[STUDY TEXT Boundary: Start]

The construction process can be distributed, as we'll construct the whole genome graph one chromosome at a time. We specify which chromosome we want to work on by giving vg construct
the -R
/--region
parameter, which limits the constructed graph to a particular reference range. Any samtools-format region specifier will work, but here we'll use whole chromosomes. Presently, it's advisable to break the construction apart due to memory requirements of vg--- it is optimized for high performance mutable graphs, and stores them in memory in a very non-succinct way.
Now we make a file $i.vg
for each chromosome $i
:
ref=your_reference.fa
vars=your_variants.vcf.gz
echo constructing graph
(seq 1 22; echo X; echo Y) | parallel -j 24 "time vg construct -C -R {} -r $ref -v $vars -t 1 -m 32 >{}.vg"
This step should take about half an hour when using 24 cores for a human reference genome with 1000 genomes vcf. The result will be around 4.5G of .vg
files, which are compressed protobufv3 defined by the vg format specification with a chunked on-disk format implemented by stream.hpp.
Next, we'll need to generate a joint id space across each graph, since they were generated without coordination. The node id space that results from vg construct
will be partially ordered based on the fact that a reference + VCF will generate a DAG. There are other ways to work around this (such as giving each graph a big node id space up front) but this seems to be the simplest solution. It will take another hour or so:
vg ids -j $(for i in $(seq 1 22; echo X; echo Y); do echo $i.vg; done)

[STUDY TEXT Boundary: End]
[EXTRACTED MATERIAL Boundary: Start]

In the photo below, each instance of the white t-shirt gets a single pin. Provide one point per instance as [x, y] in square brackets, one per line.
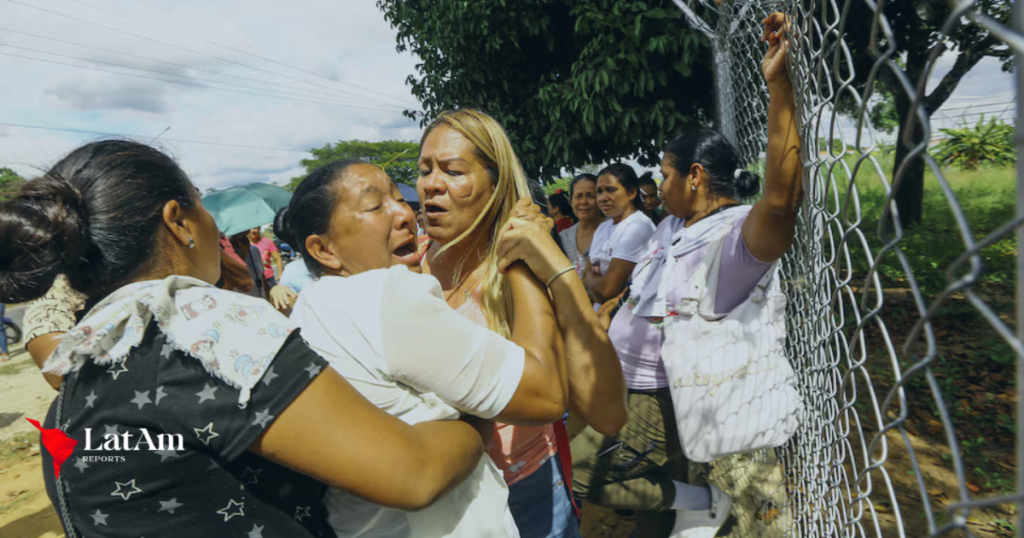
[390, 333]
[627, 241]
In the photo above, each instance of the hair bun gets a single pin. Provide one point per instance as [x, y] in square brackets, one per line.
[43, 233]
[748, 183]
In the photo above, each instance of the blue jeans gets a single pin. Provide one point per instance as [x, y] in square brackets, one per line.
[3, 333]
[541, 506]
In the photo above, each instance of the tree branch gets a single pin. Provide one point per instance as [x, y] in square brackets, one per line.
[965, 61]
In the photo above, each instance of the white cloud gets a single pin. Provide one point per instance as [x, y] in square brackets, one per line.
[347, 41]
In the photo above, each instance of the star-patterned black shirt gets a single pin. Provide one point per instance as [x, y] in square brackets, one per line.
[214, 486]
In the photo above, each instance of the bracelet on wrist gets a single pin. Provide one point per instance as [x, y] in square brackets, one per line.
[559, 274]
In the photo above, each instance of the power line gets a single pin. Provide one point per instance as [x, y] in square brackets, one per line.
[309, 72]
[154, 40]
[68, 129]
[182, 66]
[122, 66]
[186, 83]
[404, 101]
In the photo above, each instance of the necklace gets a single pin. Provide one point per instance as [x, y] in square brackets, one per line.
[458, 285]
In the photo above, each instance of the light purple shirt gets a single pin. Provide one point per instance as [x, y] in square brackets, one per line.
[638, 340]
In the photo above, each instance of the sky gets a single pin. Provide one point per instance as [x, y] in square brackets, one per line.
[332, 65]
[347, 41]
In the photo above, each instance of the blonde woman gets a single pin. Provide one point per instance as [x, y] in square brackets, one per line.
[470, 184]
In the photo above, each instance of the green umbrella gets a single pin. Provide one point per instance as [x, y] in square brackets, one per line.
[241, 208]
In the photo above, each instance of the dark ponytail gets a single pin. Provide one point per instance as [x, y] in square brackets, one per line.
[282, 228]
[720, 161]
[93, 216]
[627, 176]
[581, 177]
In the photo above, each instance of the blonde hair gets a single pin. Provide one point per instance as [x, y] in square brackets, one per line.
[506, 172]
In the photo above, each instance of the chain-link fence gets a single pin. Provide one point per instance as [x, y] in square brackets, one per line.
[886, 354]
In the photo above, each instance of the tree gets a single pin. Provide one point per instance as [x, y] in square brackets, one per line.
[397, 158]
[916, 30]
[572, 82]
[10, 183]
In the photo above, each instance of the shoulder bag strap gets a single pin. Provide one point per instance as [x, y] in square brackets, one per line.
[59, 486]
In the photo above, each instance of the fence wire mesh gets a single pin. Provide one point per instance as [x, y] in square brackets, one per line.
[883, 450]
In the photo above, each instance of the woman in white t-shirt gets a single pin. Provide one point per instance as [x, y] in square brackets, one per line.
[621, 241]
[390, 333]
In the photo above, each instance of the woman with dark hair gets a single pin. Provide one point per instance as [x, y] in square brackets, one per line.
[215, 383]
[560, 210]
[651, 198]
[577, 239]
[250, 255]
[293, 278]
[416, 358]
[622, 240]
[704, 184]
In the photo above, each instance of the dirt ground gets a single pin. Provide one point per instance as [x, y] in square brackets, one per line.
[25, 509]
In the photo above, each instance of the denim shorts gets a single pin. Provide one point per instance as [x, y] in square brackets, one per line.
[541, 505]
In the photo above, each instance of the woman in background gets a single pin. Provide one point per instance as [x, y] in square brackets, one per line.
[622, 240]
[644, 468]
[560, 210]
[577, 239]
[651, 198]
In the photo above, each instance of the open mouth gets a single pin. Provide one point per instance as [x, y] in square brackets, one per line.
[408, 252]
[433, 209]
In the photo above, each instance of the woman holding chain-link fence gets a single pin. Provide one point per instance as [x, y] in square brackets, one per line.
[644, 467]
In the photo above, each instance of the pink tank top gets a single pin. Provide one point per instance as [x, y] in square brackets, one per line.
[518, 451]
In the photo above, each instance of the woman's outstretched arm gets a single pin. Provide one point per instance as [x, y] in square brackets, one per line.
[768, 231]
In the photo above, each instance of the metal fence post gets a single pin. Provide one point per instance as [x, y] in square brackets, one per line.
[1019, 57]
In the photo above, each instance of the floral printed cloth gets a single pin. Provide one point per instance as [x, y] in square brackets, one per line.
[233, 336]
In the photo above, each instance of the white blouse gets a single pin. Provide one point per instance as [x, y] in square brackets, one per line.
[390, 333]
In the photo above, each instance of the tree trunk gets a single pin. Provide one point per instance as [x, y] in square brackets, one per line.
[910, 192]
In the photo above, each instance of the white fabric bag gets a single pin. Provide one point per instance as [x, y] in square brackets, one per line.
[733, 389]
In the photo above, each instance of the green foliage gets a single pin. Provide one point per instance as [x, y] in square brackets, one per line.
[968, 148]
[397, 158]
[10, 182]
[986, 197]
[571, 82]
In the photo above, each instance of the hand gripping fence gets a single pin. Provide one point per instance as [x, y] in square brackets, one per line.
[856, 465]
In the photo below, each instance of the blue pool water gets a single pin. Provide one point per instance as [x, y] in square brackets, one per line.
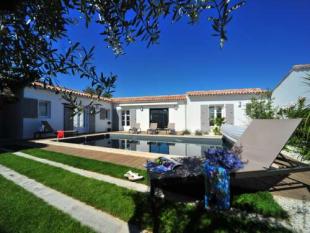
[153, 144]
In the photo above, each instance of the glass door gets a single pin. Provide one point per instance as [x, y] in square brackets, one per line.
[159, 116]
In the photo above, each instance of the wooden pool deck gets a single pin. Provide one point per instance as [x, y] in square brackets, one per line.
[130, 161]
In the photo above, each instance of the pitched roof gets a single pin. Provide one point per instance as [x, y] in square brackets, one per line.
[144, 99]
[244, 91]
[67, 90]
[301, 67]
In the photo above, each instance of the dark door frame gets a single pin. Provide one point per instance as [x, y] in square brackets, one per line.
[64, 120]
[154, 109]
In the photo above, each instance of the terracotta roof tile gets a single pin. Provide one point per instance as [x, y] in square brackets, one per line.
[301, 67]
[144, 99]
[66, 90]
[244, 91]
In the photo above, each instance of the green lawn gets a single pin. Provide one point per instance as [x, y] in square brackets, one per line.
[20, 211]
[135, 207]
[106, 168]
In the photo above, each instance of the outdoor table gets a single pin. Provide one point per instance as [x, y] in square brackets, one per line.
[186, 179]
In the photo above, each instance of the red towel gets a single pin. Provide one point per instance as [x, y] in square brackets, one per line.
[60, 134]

[EXTRACTED MATERIAL Boundary: End]
[EXTRACTED MATERIAL Boundary: Start]

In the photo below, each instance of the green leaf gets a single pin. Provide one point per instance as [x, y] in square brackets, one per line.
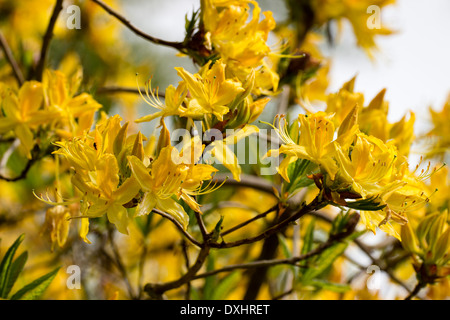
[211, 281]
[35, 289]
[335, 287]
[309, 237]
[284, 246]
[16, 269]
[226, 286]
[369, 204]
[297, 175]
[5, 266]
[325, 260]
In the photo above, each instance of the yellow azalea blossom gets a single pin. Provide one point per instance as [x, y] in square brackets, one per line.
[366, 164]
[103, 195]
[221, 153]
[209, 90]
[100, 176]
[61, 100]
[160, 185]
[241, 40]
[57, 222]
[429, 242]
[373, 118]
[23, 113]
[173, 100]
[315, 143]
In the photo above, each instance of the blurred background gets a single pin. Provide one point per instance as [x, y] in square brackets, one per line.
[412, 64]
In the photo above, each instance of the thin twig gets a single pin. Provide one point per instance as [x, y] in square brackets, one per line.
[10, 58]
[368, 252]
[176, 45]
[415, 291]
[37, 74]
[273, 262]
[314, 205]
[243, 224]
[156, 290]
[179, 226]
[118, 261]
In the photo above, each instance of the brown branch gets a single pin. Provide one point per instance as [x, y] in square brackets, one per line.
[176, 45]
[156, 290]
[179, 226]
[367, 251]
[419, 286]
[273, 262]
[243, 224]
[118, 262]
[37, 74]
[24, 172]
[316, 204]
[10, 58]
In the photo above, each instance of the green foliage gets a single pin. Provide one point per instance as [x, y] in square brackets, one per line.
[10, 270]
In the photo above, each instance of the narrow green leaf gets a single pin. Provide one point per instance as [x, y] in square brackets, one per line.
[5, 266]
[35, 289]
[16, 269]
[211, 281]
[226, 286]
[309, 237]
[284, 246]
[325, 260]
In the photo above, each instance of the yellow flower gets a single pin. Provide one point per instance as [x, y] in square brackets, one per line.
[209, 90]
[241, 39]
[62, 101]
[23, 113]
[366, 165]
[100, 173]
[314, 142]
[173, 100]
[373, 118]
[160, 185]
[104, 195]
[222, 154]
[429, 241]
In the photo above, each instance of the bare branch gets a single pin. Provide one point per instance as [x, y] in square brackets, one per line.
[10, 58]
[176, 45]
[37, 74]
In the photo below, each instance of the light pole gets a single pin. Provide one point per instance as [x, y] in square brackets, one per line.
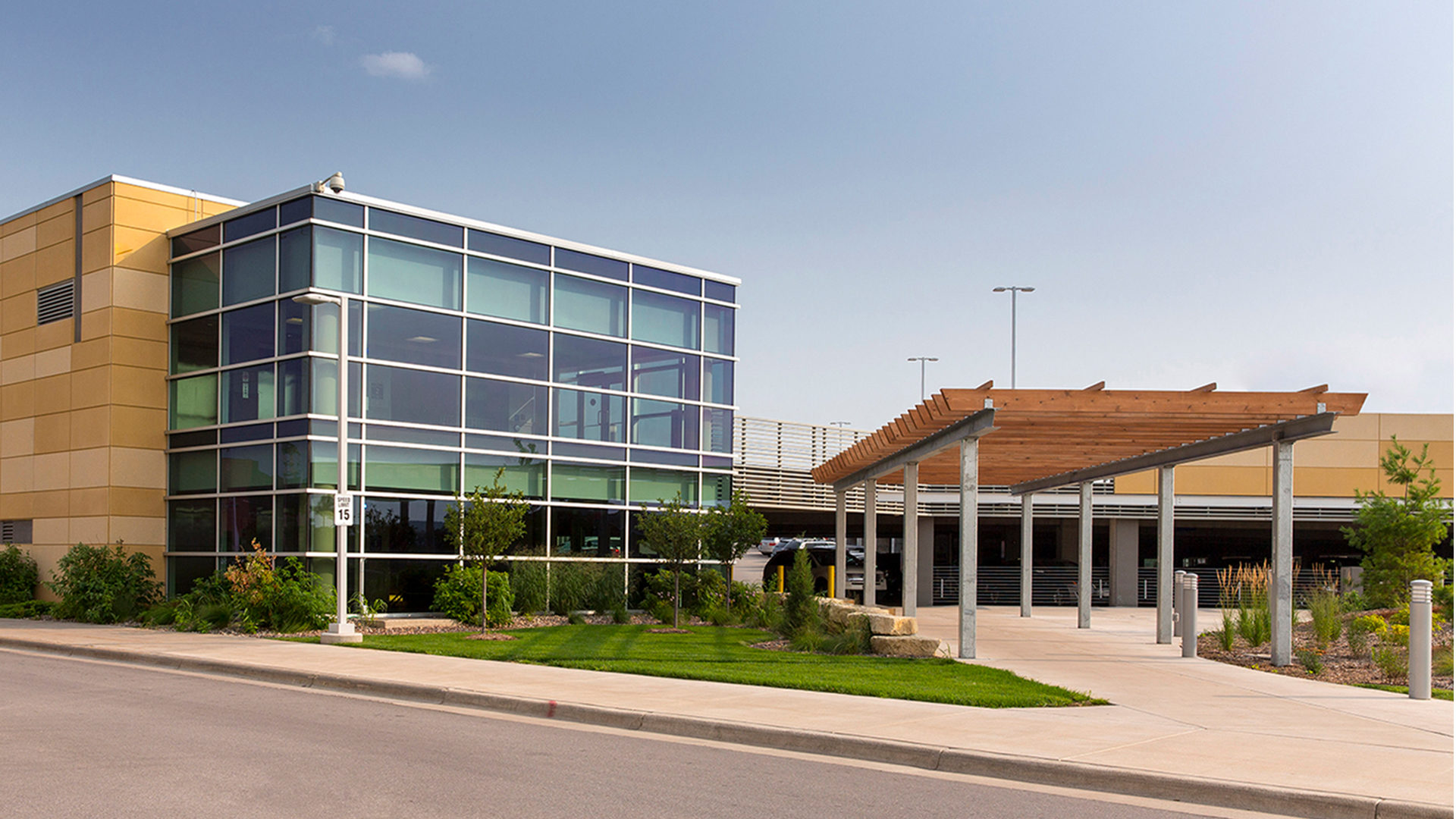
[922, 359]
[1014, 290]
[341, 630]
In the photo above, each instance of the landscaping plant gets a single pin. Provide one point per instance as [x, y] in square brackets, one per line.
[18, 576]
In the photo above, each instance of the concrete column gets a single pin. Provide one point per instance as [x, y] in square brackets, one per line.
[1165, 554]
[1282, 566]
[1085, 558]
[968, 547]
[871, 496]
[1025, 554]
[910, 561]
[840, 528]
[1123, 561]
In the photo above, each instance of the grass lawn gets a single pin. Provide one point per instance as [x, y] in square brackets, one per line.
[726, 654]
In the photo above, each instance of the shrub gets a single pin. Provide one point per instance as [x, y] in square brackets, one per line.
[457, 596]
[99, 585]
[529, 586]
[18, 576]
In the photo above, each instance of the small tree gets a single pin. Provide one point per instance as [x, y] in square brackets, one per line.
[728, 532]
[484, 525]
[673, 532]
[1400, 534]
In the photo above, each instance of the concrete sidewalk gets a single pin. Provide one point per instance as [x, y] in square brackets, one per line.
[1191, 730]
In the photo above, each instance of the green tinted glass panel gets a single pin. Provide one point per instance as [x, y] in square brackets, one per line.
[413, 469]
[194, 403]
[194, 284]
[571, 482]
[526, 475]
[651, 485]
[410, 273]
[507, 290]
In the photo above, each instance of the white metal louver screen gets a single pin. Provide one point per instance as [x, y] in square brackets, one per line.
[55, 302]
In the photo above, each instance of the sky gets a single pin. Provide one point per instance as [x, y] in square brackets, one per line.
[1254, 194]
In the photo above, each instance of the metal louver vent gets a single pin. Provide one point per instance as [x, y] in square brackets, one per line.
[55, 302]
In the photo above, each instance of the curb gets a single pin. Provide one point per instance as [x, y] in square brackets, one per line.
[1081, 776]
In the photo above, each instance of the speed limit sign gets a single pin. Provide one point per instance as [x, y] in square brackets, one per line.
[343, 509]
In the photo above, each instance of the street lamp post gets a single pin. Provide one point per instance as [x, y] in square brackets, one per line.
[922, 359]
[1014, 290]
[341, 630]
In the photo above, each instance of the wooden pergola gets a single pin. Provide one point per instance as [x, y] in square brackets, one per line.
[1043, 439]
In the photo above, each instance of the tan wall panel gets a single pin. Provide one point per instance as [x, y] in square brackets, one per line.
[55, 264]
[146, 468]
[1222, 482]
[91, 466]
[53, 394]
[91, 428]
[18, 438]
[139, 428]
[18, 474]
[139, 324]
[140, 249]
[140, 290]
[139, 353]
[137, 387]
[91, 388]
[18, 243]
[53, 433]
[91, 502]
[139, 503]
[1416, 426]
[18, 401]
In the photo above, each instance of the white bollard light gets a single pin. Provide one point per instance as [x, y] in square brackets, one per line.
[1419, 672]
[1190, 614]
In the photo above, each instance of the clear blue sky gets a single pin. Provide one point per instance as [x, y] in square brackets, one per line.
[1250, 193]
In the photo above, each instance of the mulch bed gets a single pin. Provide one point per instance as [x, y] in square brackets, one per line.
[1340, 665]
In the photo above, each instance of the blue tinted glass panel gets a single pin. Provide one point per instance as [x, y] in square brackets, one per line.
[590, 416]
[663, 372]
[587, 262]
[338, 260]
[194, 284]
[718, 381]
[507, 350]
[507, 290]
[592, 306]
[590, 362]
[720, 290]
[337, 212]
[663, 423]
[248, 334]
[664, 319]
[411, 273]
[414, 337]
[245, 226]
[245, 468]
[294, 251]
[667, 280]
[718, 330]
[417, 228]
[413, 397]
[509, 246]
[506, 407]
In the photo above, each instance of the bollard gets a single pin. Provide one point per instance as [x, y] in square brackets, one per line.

[EXTRACTED MATERIAL Boundary: End]

--- QUESTIONS ON THE MATERIAL ---
**A)** In the text on building a genome graph with vg, about how long does the construction step take with 24 cores for a human reference genome and a 1000 genomes VCF?
**B)** Continue the text on building a genome graph with vg from the point where it stops.
The items have nothing to do with the text on building a genome graph with vg.

--- ANSWERS FOR THE TASKS ---
**A)** About half an hour.

**B)**
Note that I'm passing multiple .vg
files to vg ids
. These are treated as if they define one big graph. You can pass multiple sub-graphs to vg kmers
, vg ids
, and vg index
. Each graph will be loaded and processed serially, limiting maximum memory to the size of the largest graph in memory.
Now that the .vg
files contain a single graph with a coherent node id system, we can convert them into a single database that contains both the graph itself and kmers of the graph.
For a human reference graph, you will need 60G of disk to store this index pair, but several terabytes to build it (1.7T) plus a lot of I/O bandwidth. Both indexing processes will require a large amount of memory (up to ~200G for xg), and you may wish to distribute parts of the GCSA indexing over a cluster to complete in a reasonable amount of wallclock time.
We build the xg index in one step:
vg index -x wg.xg $(for i in $(seq 22; echo X; echo Y); do echo $i.vg; done)
It should take about an hour and a half. The resulting index is 30G, and takes up about the same amount of space on disk and in memory. It also provides near constant-time queries for entities of interest in the graph.
The GCSA index requires graph simplification. We mask out high-complexity regions from the graph and replace them with paths corresponding to the reference sequence.
for chr in $(seq 1 22; echo X; echo Y);
do
vg prune -r $chr.vg > $chr.pruned.vg
done
Although it masks regions of the graph, the complexity reduction does not destroy the id space. As such we can use the new graph to build an index for the whole genome graph.
vg index -g wg.gcsa $(for i in $(seq 22; echo X; echo Y); do echo $i.pruned.vg; done)
For a human reference graph, this takes about 32 hours on a 32 core system. The resulting GCSA2 index will be named wg.gcsa
and the LCP array stored as wg.gcsa.lcp
. In this case we've done 3 rounds of prefix doubling (16 to 32, 32 to 64, and 64 to 128), so the index will allow queries of up to length 128. We need many terabytes of I/O to build the index, but only around 100G of RAM at peak. Important: The location of the temporary files created for this process is specified using the TMPDIR environment variable. Make sure it is set to a volume a couple of terabytes of free space.